> PROBLEM DESCRIPTION:
When you write out the records, keep every word exact and drop the pictures.

PROVIDED DATA Block Start

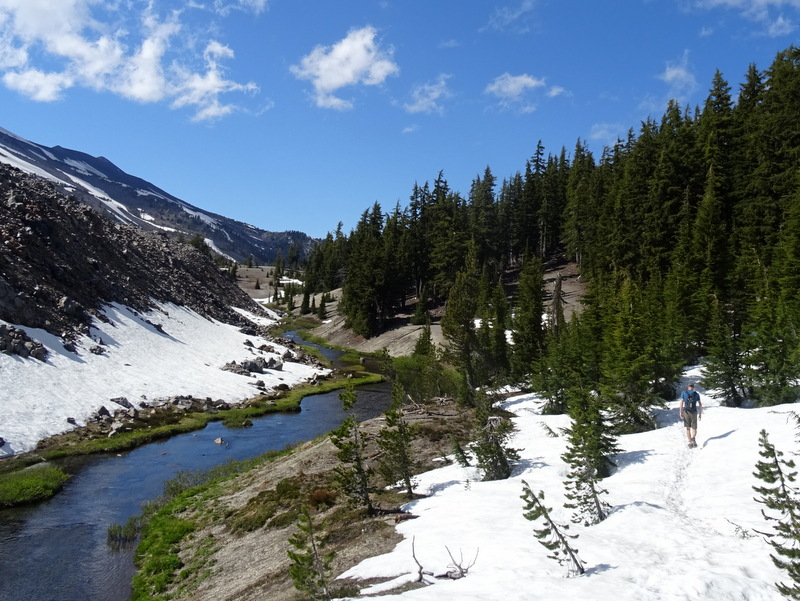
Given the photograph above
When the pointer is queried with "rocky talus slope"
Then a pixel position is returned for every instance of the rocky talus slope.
(60, 262)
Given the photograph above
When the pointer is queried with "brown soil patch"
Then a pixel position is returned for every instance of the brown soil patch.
(254, 566)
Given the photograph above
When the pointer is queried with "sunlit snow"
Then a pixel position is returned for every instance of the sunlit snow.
(139, 362)
(684, 525)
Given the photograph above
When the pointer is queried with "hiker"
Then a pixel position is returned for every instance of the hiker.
(690, 410)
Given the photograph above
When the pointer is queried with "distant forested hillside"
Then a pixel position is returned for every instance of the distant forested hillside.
(687, 234)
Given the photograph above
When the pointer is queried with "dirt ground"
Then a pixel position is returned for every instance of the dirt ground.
(401, 336)
(254, 566)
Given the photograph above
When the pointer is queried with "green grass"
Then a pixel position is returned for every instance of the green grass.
(31, 484)
(19, 485)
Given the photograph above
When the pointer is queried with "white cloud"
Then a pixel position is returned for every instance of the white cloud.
(607, 133)
(780, 27)
(512, 18)
(509, 87)
(768, 13)
(356, 59)
(204, 90)
(427, 97)
(511, 90)
(48, 47)
(44, 87)
(224, 7)
(678, 76)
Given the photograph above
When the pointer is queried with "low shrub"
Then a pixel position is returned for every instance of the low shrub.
(31, 484)
(321, 497)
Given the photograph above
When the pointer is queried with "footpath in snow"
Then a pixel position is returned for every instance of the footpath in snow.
(683, 524)
(183, 356)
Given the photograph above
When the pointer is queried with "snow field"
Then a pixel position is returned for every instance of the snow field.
(139, 363)
(682, 525)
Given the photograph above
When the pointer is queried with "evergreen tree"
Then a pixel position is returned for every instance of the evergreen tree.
(628, 369)
(724, 363)
(395, 441)
(552, 536)
(491, 450)
(458, 327)
(588, 455)
(353, 475)
(322, 310)
(528, 333)
(779, 496)
(311, 567)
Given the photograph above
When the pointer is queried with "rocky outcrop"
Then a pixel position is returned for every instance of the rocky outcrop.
(14, 341)
(60, 262)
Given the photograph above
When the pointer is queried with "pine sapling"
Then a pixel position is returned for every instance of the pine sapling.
(491, 450)
(395, 442)
(780, 497)
(310, 569)
(353, 475)
(552, 536)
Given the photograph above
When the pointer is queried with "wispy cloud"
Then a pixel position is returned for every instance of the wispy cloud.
(426, 98)
(679, 78)
(512, 18)
(48, 48)
(511, 90)
(769, 14)
(607, 133)
(355, 60)
(224, 7)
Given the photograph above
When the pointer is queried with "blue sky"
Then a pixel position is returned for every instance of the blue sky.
(298, 114)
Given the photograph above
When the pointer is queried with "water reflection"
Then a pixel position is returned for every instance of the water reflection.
(56, 550)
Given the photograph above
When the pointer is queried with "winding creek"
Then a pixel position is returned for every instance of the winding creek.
(57, 551)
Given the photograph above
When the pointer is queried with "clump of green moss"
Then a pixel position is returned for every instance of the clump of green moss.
(31, 484)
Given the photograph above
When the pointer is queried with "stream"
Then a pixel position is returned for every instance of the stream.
(56, 550)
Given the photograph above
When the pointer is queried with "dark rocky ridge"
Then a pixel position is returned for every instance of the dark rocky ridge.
(60, 262)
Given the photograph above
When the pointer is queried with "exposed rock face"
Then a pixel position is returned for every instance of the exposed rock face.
(14, 341)
(60, 262)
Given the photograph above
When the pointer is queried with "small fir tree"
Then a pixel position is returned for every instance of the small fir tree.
(492, 453)
(353, 475)
(551, 535)
(310, 569)
(780, 497)
(395, 441)
(588, 457)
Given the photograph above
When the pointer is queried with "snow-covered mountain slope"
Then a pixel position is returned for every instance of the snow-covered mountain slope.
(684, 523)
(134, 201)
(91, 310)
(146, 357)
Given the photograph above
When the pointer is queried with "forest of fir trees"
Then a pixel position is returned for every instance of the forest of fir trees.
(686, 235)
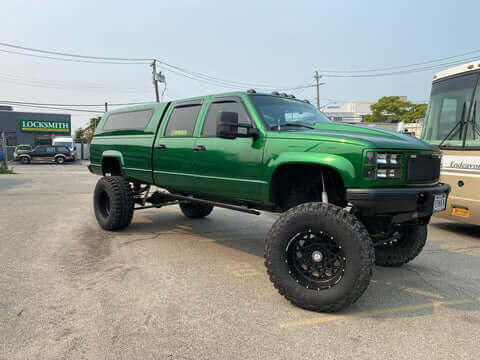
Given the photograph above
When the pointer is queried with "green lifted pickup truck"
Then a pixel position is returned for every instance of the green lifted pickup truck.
(349, 196)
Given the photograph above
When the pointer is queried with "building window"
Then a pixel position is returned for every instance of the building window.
(11, 139)
(43, 140)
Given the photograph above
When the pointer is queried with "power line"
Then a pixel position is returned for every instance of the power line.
(402, 72)
(52, 108)
(73, 55)
(62, 86)
(75, 105)
(73, 60)
(170, 67)
(402, 66)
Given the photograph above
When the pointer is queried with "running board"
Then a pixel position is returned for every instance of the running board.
(169, 196)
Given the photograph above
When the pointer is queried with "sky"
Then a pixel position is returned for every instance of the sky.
(279, 43)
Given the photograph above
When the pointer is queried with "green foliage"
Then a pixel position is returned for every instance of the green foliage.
(86, 134)
(390, 108)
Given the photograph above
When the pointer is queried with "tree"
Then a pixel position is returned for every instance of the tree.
(86, 134)
(390, 108)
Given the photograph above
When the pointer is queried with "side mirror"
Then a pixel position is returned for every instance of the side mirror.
(227, 126)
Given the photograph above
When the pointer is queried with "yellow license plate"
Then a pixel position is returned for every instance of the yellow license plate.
(461, 212)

PROVIDED DATA Block End

> SOLUTION TO THIS EXERCISE:
Given the photograph above
When the pointer is queried with "rocky talus slope"
Then a pixel position is returned for every instance of the rocky talus slope.
(60, 262)
Given the photograph above
When the pointer is queried with "brown soil patch"
Then a pixel position is returned for every instance of the brown soil patch.
(254, 566)
Given the photograph above
When the pointer is queried with "sunlit snow"
Then a pixel position is returned for every instance of the sunlit snow.
(139, 362)
(684, 525)
Given the photograph above
When the pointer is queried with "hiker"
Then a pixel position is returned for every instance of the hiker.
(690, 410)
Given the photograph above
When the pointer is queried with "distant forested hillside"
Then a pixel position is returned for every instance of the distant forested hillside.
(687, 234)
Given the photograph above
When the pointer is queried with "dirt ground"
Then a pixel position is returned for every instance of the dirt ground.
(401, 336)
(254, 566)
Given the photograph above
When the pointer is queried with "green grass"
Then a pixel position is returned for every instance of the green grass.
(31, 484)
(19, 485)
Given the photograph above
When the pointer is queried with "white cloud"
Then a pixel position is returned for every instance of the white cloud.
(607, 133)
(780, 27)
(512, 18)
(509, 87)
(768, 13)
(356, 59)
(204, 90)
(427, 97)
(511, 90)
(48, 47)
(44, 87)
(224, 7)
(678, 76)
Given the photograph above
When the pointer is queried with "low shrub"
Then a pixel position is returned for every instance of the low shrub.
(31, 484)
(321, 497)
Given the photograph above
When the pointer is queried with "footpath in snow"
Then a pixel position is returned for every instance of the footpath in snow.
(683, 524)
(183, 356)
Given the photograph above
When the pointer is queried with "snow field"
Then a pixel position is returned for every instance of the snow field.
(139, 363)
(682, 525)
Given the photograph above
When the pointer is queried with "evergreen tree"
Then a pixel position is returned for every instance of the evergreen tree.
(628, 369)
(724, 363)
(395, 441)
(552, 536)
(491, 450)
(458, 327)
(588, 455)
(353, 475)
(322, 310)
(528, 333)
(779, 496)
(311, 567)
Given the photograph above
When the pointer is queried with "rocky outcrop"
Then a pixel position is returned for every instance of the rocky outcrop.
(14, 341)
(60, 262)
Given the photograph above
When the pointer is queried with "pine sapling"
Then a pixel position is returned for every instance of the pine sapling.
(491, 450)
(395, 442)
(780, 497)
(310, 569)
(353, 475)
(552, 536)
Given the photograph above
When the pointer is queried with "wispy cloud"
Then a pixel position is returned for every instance of the wispy cloud.
(426, 98)
(679, 78)
(512, 18)
(48, 48)
(511, 90)
(769, 14)
(607, 133)
(355, 60)
(224, 7)
Given the photograph above
When the pointer is queried with "blue sky"
Then a pixel position is returned for every instance of the blue sky.
(298, 114)
Given the photograph above
When the pointer is queried with "water reflection"
Then a pixel position is returned for every instance of the water reflection.
(56, 550)
Given the photograph above
When the pointer is queried with "winding creek"
Then a pixel position is returned for every instance of the winding creek.
(57, 551)
Given the photograph above
When the pointer is queried with "clump of green moss"
Then a pixel position is returned for every instance of the clump of green moss.
(31, 484)
Given the photograph above
When the pointer is queried with "stream"
Then a pixel position is returned for every instance of the stream.
(56, 550)
Given the photograph above
When the pointer is queried with "dark rocky ridge"
Then a pixel position is returned for every instance of the dark rocky ridge.
(60, 262)
Given the photograph above
When the pointer is queried with "exposed rock face"
Then a pixel position is returned for every instance of the exposed rock face.
(14, 341)
(60, 262)
Given the photograph above
When the pointer is queried with "small fir tree"
Then a pixel position is returned for every instance of the small fir tree.
(492, 453)
(353, 475)
(551, 535)
(310, 569)
(780, 497)
(395, 441)
(588, 457)
Given the photograph above
When the pointer is queried with "snow-covered mountain slope"
Then a pixel position is returned for every instance of the snow-covered mountain slope.
(684, 523)
(134, 201)
(91, 310)
(146, 357)
Given the photograph above
When the pointer is queried with "forest of fir trees"
Then a pixel position is returned for every instance of the forest of fir trees.
(686, 235)
Given the photograph above
When the pointer is queried with "green lifted pickup truck"
Then a pixel position is returned for every instance of the green lifted pickup truck.
(349, 196)
Given the photograph above
When the pointer is queried with "building window"
Then a pixel position is returned for every instance of the building window.
(11, 139)
(43, 140)
Given the photograph above
When the pointer is queried with "power line"
Then a pixel position is returned for every instance of the power line.
(402, 72)
(52, 108)
(73, 55)
(62, 86)
(75, 105)
(73, 60)
(170, 67)
(402, 66)
Given the photograph above
When the pointer is queried with "running board"
Then a pixel position is returned for every instance of the running board.
(169, 196)
Given the photograph above
When the pointer is queried with "sky"
Then a pixel position is returned for every instance of the sky.
(279, 43)
Given the photograph above
When the pointer is queried with "green foliage"
Then a pixel position is returned for every instance of the green foliage.
(86, 134)
(390, 108)
Given the photograph above
When the pointer is queried with "tree"
Then a pixel position is returned for every instance of the tree.
(86, 134)
(390, 108)
Given the photograph above
When the pointer is queried with "side mirror"
Then a pixel position is returned for every instance of the side mirror.
(227, 126)
Given the photograph above
When the pointer is queried with "yellow license plate"
Then a pixel position is returned for every instance of the yellow license plate.
(461, 212)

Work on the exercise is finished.